#### [EXTRACTED TEXT]
Laws to them were principles that were used to provide insight and to correct arguments. They were not everywhere and always true, and weren't meant to be.

 What became known as Say's Law was simply an argument that some people's argument against too little demand being the cause of recessions was too simple--that real demand is tied to real supply.  It was part of their broader separation of the monetary and real sector that was part of the quantity theory (which also was not a hard a fast theory, but rather general tendencies.)  Keynes was part of that Classical tradition and in the Treatise attempted to shoehorn the depression into it.

 He soon came to believe that it didn't fit well enough, so he devised a new framework--it said that sometimes economies could get out of killter so much so that even if the long run classical model is correct, that is irrelevant because the adjustment is too slow for the political structure.  He never developed his theory--he was pulled into policy and then died--but the outlines of theory were there--today it would be explained as a problem of complex systems dynamical adjustment, where there are lots of temporary basins of attraction that an economy can get stuck in, making it impossible to reach a more desirable basin.

#### [GIVEN INSTRUCTION 1]
In the passage on Say's Law and Keynes, list each word that comes right after a double hyphen (--).
#### [GIVEN INSTRUCTION 2]
Please repeat the passage on Say's Law and Keynes between "He soon came" and "more desirable basin.", inclusive.
#### [GIVEN INSTRUCTION 3]
Carry on the passage on Say's Law and Keynes after its last sentence.

#### [SUPPLIED RECORDS]
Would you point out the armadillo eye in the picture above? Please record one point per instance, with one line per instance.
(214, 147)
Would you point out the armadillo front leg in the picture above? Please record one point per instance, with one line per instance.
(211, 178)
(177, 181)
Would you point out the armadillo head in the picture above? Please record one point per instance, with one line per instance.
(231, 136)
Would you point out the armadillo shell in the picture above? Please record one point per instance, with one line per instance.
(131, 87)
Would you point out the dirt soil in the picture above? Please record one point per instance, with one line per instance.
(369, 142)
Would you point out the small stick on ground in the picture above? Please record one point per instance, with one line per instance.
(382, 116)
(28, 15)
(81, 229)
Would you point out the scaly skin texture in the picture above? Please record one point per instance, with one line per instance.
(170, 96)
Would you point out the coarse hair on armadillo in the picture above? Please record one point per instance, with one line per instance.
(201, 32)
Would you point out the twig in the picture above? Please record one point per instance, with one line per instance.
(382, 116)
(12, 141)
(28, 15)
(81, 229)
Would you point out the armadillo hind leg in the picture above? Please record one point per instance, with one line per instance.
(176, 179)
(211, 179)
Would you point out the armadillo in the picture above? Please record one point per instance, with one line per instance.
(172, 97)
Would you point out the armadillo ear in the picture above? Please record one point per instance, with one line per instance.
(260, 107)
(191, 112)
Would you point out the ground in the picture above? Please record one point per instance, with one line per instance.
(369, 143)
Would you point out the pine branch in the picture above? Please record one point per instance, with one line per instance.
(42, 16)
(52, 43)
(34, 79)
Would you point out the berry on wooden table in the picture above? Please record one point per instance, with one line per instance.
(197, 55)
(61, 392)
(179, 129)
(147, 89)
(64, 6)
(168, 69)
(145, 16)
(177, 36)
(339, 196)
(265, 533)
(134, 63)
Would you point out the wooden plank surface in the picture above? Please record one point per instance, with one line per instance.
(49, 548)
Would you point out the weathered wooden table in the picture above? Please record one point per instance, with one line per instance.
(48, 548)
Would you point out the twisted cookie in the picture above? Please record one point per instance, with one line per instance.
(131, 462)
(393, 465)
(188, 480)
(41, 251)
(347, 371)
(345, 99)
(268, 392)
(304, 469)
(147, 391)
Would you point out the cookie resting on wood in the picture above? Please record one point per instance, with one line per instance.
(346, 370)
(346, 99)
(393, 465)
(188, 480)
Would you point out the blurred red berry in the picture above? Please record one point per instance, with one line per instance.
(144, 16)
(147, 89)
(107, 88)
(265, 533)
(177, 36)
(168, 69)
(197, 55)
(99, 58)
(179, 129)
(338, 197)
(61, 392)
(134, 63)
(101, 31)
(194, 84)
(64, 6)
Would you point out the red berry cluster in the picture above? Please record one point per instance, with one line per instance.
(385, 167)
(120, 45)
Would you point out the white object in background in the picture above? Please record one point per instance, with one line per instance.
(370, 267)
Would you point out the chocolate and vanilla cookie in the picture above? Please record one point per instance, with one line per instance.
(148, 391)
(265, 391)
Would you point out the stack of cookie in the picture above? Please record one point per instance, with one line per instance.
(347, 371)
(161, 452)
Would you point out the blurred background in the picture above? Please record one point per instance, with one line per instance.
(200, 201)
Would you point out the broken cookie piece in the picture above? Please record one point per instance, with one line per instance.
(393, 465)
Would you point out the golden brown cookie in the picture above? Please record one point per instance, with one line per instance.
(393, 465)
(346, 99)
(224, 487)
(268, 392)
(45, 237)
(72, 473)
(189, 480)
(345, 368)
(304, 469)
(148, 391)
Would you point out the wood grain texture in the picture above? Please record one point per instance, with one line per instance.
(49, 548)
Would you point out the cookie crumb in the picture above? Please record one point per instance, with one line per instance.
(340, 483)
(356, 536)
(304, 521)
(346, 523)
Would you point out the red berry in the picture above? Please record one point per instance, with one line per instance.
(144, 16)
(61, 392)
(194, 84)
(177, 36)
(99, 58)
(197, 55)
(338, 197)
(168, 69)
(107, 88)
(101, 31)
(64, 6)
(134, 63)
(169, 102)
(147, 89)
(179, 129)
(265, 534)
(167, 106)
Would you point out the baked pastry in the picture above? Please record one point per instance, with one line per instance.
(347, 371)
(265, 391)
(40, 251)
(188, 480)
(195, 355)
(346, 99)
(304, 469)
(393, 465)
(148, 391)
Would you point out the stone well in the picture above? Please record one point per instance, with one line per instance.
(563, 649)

#### [WRITTEN ANSWER 1]
that
it
he
but
today

#### [WRITTEN ANSWER 2]
He soon came to believe that it didn't fit well enough, so he devised a new framework--it said that sometimes economies could get out of killter so much so that even if the long run classical model is correct, that is irrelevant because the adjustment is too slow for the political structure.  He never developed his theory--he was pulled into policy and then died--but the outlines of theory were there--today it would be explained as a problem of complex systems dynamical adjustment, where there are lots of temporary basins of attraction that an economy can get stuck in, making it impossible to reach a more desirable basin.

#### [WRITTEN ANSWER 3]
Keynesian policy, which was not seen as permanent,  was designed to push the economy to a preferable equilibria.  The theoretical issues surrounding Keynesian policy all concern dynamical adjustment systems of comlplex systems,  they do not concern  equilibrium issues, although there are issues of multiple equilbira that can also be models.   Keynesian policy as affecting dynamcal adjustment makes sense in the Classical framework, which is why Keynes thought he had corrected a theoretical flaw in Classical theory--the flaw was that it did not sufficiently consider dynamical adjustment properties of the aggregate economy. But Keynesian theory can be seen as an (important) adjustment to Classical theory, not a whole new theory.

That was not the way Keynesian theory was  developed--as it moved to neoKeynesian, Keynesian theory was shoehorned into a unique equilbirum Walrasian model that was not even closely up to the task of providing a solid foundation for Keynes's ideas. That is the insight of Post Keynesians and fundamentalist Keynesians.  Today, in my view,  the interesting theoretical work in macro is being done in the study of dynamical complex systems, and little of that has filtered down to the texts or the general discussion, which is why there is so little ability to talk.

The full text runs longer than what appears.